= 原文 =
===============

なかなか進まない、中小事業者のキャッシュレス導入
日本のキャッシュレス推進における主な課題の1つとして、中小事業者のキャッシュレス導入促進があります。今回実施した調査結果によれば、中小事業者でキャッシュレスを導入している比率は全体の58.1%となりました。2022年は54.8%、2021 年は52.3%でした。
58.1%の導入店のうち、4.0%は2023年1月以降キャッシュレス決済を導入したところです。漸増しているものの、未導入店がまだ41.9%あることがわかりました。
今回の調査対象となった中小事業者の78.4%は個人事業主です。であれば、ユーザーとなる個人と同様、自身のキャッシュレス利用頻度が高いほど、キャッシュレス決済を導入する率が高いのではないか。そうした仮説に基づいて、日常生活におけるキャッシュレス利用状況を聞いてみました。
その結果、キャッシュレスを受け付けているところでは100%キャッシュレス決済を利用する「100%キャッシュレス」は32.8%、同じく「80%キャッシュレス」は22.0%、「60%キャッシュレス」は11.3%でした。一方、「60%現金」は6.3%、「80%現金」は13.2%、「100%現金」は14.4%でした。
キャッシュレス利用頻度が100%、80%と高いショップオーナーの方が自店舗に導入している率も高いものの、現金派の導入率を見ると、必ずしも自身の利用状況とは比例しない実情が見てとれます。
自身は「本格キャッシュレス派」でも、3割強の中小事業者はカード導入に否定的
ショップオーナー個人のキャッシュレス利用状況と、キャッシュレス決済の導入状況に相関があるのかをさらに掘り下げるため、カード決済の導入状況についても聞いてみました。
カード決済導入済みと回答したのは「100%キャッシュレス」のショップオーナーで54.0%、「80%キャッシュレス」のショップオーナーでは50.0%、「60%キャッシュレス」のショップオーナーでは53.1%でした。「本格キャッシュレス派」(キャッシュレスを受け付けているところでは、60%以上キャッシュレス決済を利用しているセグメント)のショップオーナーで考えると、約半数がカード決済を導入しており、それぞれに大きな差はみられませんでした。
一方、「現金派」のショップオーナーの中では、「80%現金」のショップオーナーで導入済みが30%台に下がり、「100%現金」のショップオーナーでは18.8%まで導入済みが減少します。
「現在、カード決済は未導入だが、今後導入したい」という回答は、「100%キャッシュレス」のショップオーナーが9.1%とやや高く、「100%現金」のショップオーナーは2.8%と低いものの、その他はほぼ横並びという結果でした。「現在、カード決済は未導入で、今後も導入予定なし」という回答では、「100%現金」のショップオーナーが75.7%と最も高い結果となりました。

===============

= 提供資料 =
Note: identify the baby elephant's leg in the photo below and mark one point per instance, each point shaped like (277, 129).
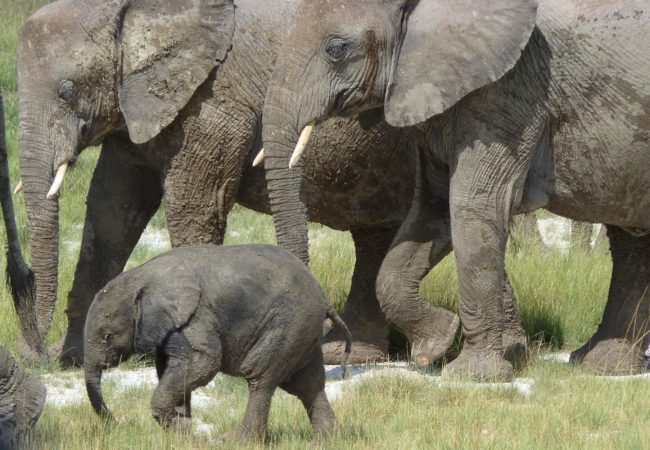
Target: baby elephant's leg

===============

= 課題 =
中小事業者のキャッシュレス導入についての記事を、最後の文の次から書き継いでもらえますか？

= 回答 =
興味深いのは、自身が「100%キャッシュレス」ユーザーでありながら、「カード決済の導入予定がない」との回答が33.8%あったことです。「80%キャッシュレス」のショップオーナーでは38.6%、「60%キャッシュレス」のショップオーナーでは35.4%が「カード決済の導入予定がない」と回答しています。
つまり自身は「本格キャッシュレス派」となるショップオーナーの30%強が、カード決済を導入したくないと考えているわけです。カード決済ではなく、モバイルQRコード決済なら、決済手数料や導入コストも安いので、導入するのでは?と思いきや、モバイルQRコード決済についても同様の結果でした。
オーナーとしての店舗運営を考えるときには、手数料や導入コストに関わらず現金決済にこだわる別の理由があるかもしれません。この課題の根は、なかなか深そうです。
キャッシュレスの導入は、売上向上にもコスト削減にも効く
次に、キャッシュレス導入事業者が感じているメリットについて見ていきたいと思います。
調査によると、実際にキャッシュレスを導入した中小事業者は、ある程度の成果をあげています。
キャッシュレス導入店(58.1%)に対し、キャッシュレスの導入効果について聞いたところ、最も効果があったのは、「釣り銭を用意する手間が減った」(22.4%)ということでした。釣り銭を用意するには、手間とコストがかかりますし、逆に小銭をお札に両替するときも手数料がかかります。それを考えれば、キャッシュレスにすることで、釣り銭の心配がなく、コストも削減できるのです。
釣り銭に関するキャッシュレスのメリットは、もうひとつあります。それが「スタッフの釣り銭ミスが減った」(13.3%)です。キャッシュレスの導入は、業務の効率化に寄与します。「レジ作業の時間を短縮できた」と回答した人は17.7%になりました。
現金のやりとりの場合、お客さまから現金を受けとって確認のうえ釣り銭を用意し、それを渡して相手に確認してもらわなければならず、やはり一定の手間と時間がかかってしまいます。そこを非接触決済にできれば、スピーディにレジ作業時間を短縮できます。そうした業務の効率化に伴うコスト削減としても、キャッシュレスの導入は効果があるといえます。
またキャッシュレス決済にはマーケティング効果もあるようです。「客層が広がった」と回答した人たちは16.0%いました。第1回 ・第2回記事で紹介した生活者を対象に実施した調査でも判明したように、キャッシュレスを受け付けるところでは、できるだけキャッシュレス決済手段を使う「本格キャッシュレス派」が増えています。同時にこのセグメントは相対的に世帯年収が高い傾向にあることもわかりました。
「本格キャッシュレス派」を自店舗に呼び込むことができれば、客層の広がりとともに、リピーターの育成と収益の拡大が期待できると考えられるのではないでしょうか。このように、キャッシュレス導入は、売上向上にも効果がありそうです。
今後キャッシュレス導入の牽引役となるのは、「本格キャッシュレス派」のショップオーナーたち!
2023年以降、新規にキャッシュレス決済を導入した中小事業者は、わずか4%でした。これらのショップではなぜ、キャッシュレスを導入したのでしょうか。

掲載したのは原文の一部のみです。